= EXERCISE OBJECTIVE =
Shift every coordinate in the answers of the records below up by 5, adding 5 to both the x and y values, and give all the lines of every record again, requests included. The numbers in the requests and their sample formats stay unchanged.

= MATERIAL SUPPLIED =

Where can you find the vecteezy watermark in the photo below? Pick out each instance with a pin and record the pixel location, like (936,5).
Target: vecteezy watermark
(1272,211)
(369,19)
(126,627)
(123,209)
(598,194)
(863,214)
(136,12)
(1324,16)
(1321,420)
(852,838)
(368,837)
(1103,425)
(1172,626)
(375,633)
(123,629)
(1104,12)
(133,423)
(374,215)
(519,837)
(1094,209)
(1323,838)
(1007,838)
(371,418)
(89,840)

= RESULT OF THIS TASK =
Where can you find the vecteezy watermark in the photo below? Pick out each instance with a pin and record the pixel location, like (936,5).
Target: vecteezy watermark
(1277,216)
(374,24)
(131,632)
(128,214)
(603,199)
(868,219)
(141,17)
(1329,21)
(1326,425)
(857,843)
(373,842)
(1108,430)
(1177,631)
(380,638)
(128,634)
(1109,17)
(138,428)
(379,220)
(524,842)
(1099,214)
(1328,843)
(1012,843)
(376,423)
(94,845)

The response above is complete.